Written problem:
Pictures in the data below are not part of the copy; transcribe everything else exactly.

Excerpted data:
>> START
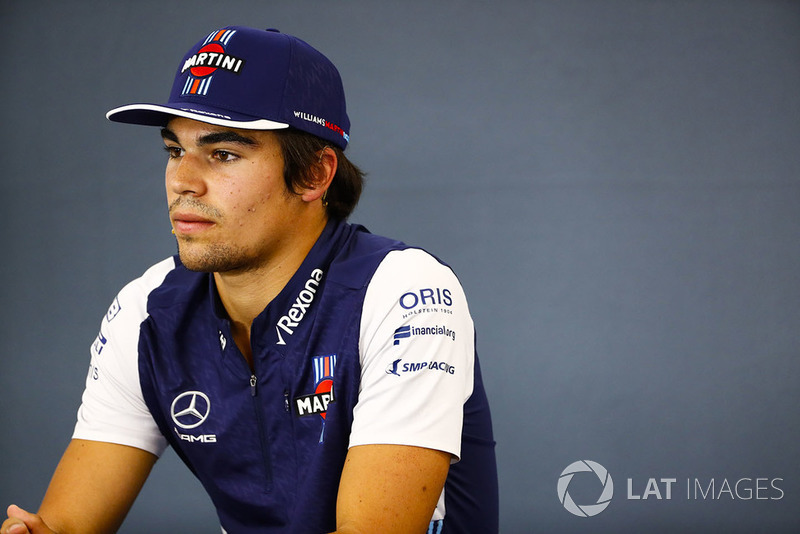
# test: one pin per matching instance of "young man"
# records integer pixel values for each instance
(313, 376)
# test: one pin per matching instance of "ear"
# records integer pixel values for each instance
(324, 171)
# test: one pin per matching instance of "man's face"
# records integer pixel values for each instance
(228, 202)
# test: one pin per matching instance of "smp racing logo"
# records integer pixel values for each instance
(317, 402)
(189, 410)
(211, 57)
(397, 368)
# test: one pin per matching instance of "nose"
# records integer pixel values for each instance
(185, 176)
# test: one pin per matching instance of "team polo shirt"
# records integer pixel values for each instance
(370, 342)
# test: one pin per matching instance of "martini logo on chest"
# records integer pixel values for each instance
(317, 402)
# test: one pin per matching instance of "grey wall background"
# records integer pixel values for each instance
(616, 183)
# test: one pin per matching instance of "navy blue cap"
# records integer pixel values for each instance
(253, 79)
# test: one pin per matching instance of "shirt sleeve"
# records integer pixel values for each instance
(112, 407)
(417, 350)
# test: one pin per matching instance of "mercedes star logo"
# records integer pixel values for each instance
(190, 409)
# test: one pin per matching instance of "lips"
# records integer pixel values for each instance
(190, 223)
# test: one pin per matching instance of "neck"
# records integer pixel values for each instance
(245, 294)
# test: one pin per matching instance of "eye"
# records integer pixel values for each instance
(224, 156)
(173, 151)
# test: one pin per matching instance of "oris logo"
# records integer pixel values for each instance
(190, 409)
(585, 510)
(426, 297)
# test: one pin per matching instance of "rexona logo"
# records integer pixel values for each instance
(292, 319)
(606, 493)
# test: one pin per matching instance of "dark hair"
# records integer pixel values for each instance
(301, 156)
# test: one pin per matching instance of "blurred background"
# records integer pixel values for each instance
(616, 184)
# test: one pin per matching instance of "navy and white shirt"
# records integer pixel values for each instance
(370, 342)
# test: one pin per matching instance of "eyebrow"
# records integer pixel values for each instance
(226, 136)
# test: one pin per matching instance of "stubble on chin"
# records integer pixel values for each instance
(212, 258)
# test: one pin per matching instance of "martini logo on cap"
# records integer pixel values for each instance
(205, 62)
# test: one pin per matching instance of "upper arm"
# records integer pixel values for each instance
(390, 488)
(94, 486)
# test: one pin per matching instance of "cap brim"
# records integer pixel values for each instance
(159, 115)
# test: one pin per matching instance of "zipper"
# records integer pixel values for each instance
(262, 433)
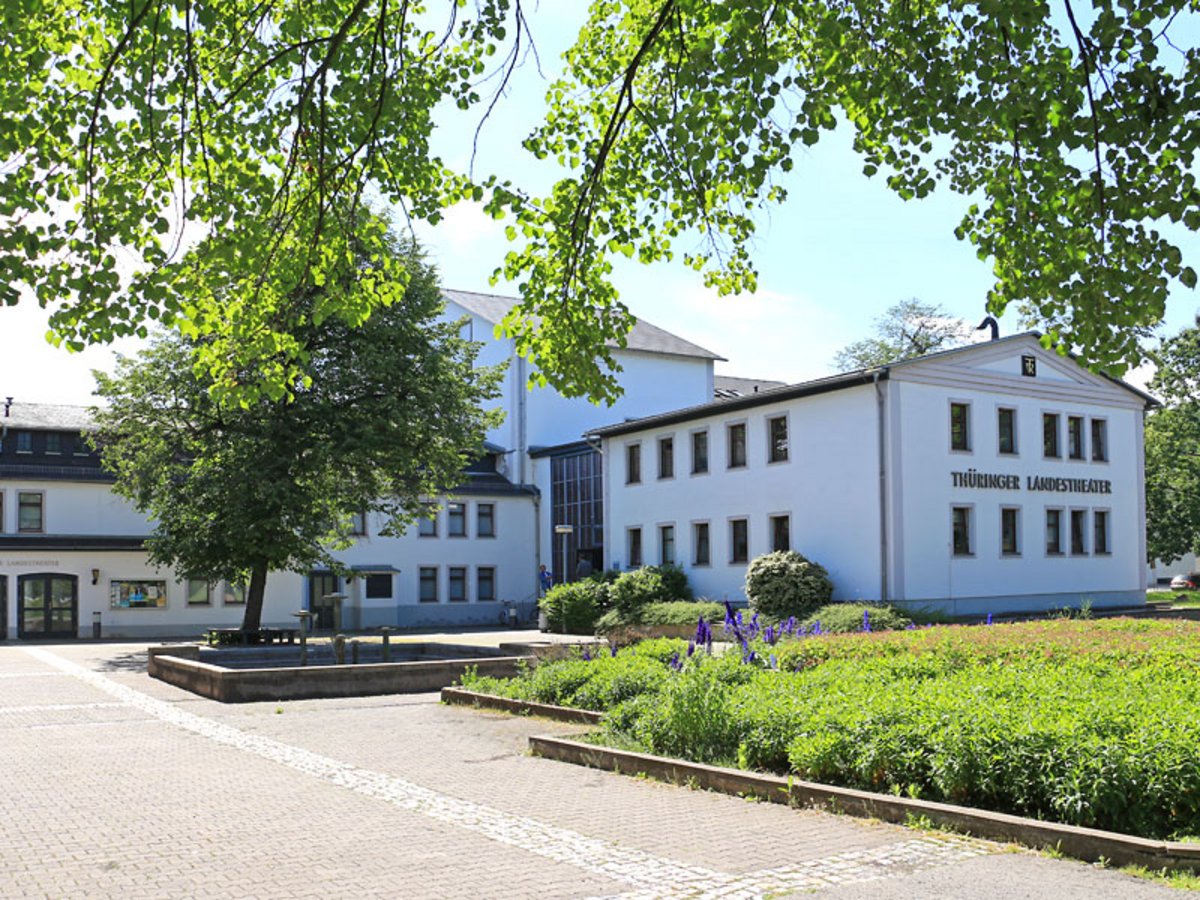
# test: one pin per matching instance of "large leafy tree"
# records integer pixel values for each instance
(1173, 449)
(135, 129)
(905, 330)
(384, 417)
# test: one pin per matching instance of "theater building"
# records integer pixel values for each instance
(994, 478)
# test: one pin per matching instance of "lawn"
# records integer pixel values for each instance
(1090, 723)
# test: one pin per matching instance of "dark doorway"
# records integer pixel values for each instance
>> END
Response to the exercise:
# test: one pin per matching instance of "young man"
# records integer pixel values for each instance
(313, 376)
# test: one pin per matching instance of "ear"
# records integer pixel values for each instance
(324, 171)
# test: one pin per matching instance of "man's face"
# records integer pixel values for each instance
(228, 202)
# test: one pin per matching instance of "smp racing logo"
# records integer pixel values for each instance
(317, 402)
(189, 410)
(211, 57)
(397, 368)
# test: one pin per matching instance of "nose"
# records integer pixel values for each instance
(185, 176)
# test: one pin per matching instance of "team polo shirt"
# records integer pixel values for each instance
(370, 342)
# test: one pin per matching instance of "martini logo on chest"
# records integer pixel values for each instance
(317, 402)
# test: one pin per matching instance of "grey wall background"
# records integer pixel values for each instance
(616, 183)
# test: one pin per matching instance of "navy blue cap"
# records integer pixel values for each instance
(253, 79)
# test: one pin per matching instance of "shirt sleeve"
# records integer pixel values for each instance
(112, 407)
(417, 350)
# test: one pin per matching instance of "mercedes star logo"
# records integer pixel values for each instance
(190, 409)
# test: one pin per matching instance of "lips"
# records integer pixel values for each instance
(190, 223)
# test: one pin per matching instance of "neck"
# records integer pixel values for each instance
(245, 294)
# test: one pin per matching instance of "eye"
# records integer pixel values for each instance
(224, 156)
(173, 151)
# test: one pin per matching instance of "oris logo"
# records integer pixel values for each instance
(190, 409)
(585, 510)
(426, 297)
# test: one pin per matching instance of "rexona logo"
# records integer pixel values for each instance
(292, 319)
(606, 493)
# test: one pin per matching instance of "dark hair"
# records integer pixel values for each instance
(301, 156)
# test: one pin per matching instance of "blurred background"
# records integer pixel values for each instance
(616, 184)
# test: one pin per matching instance of "navy and white shirt"
# records integer pixel values for each instance
(370, 342)
# test: one pin per matching instance of "eyebrow"
# records integer pixel values for each instance
(226, 136)
# test: one pin per matching instance of "stubble on chin"
# records integer pixel values for each instance
(212, 258)
# test: one pin per matching instance of "martini logo on cap"
# records integer pixel values for each instance
(205, 62)
# test: one pin per matching instance of "upper arm"
# records integer pixel values for each instance
(390, 488)
(94, 486)
# test: one pin per matching instance of "cap brim"
# records integer pixel values for each instance
(159, 115)
# test: one pin per matching instance of "zipper"
# records integer pixel values for each instance
(262, 433)
# test: one pin per matching instance of "large leafy tree"
# records integer pixel values for each instance
(1173, 449)
(135, 129)
(905, 330)
(384, 417)
# test: one pin per matching instance of "theater building"
# records integer pixel values for each instance
(994, 478)
# test: one pin per matching instance of "lawn"
# records integer pixel values for each instance
(1090, 723)
# test: one pin per matching instance of "dark doorway"
# records integer pixel values for each instance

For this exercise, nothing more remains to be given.